(Object detection data)
=-=-=

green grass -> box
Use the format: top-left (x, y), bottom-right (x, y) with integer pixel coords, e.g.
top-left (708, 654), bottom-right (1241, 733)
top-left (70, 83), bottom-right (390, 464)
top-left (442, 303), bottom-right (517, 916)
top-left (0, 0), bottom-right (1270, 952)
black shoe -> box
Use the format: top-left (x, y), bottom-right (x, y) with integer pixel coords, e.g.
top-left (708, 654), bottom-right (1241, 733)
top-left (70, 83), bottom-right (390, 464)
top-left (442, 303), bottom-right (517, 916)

=-=-=

Copy all the rows above, substituting "whole-number pixel coordinates" for every "integer pixel coords" and keeping everything else the same.

> Task output
green grass -> box
Use the format: top-left (x, y), bottom-right (x, y) with whole-number pixel coordinates, e.g.
top-left (708, 654), bottom-right (1241, 733)
top-left (70, 83), bottom-right (390, 464)
top-left (442, 303), bottom-right (517, 916)
top-left (0, 0), bottom-right (1270, 952)
black shoe -> box
Use the format: top-left (x, y), bottom-right (x, y) with whole-number pixel coordinates, e.g.
top-left (708, 654), bottom-right (1241, 733)
top-left (70, 83), bottom-right (390, 464)
top-left (442, 303), bottom-right (517, 916)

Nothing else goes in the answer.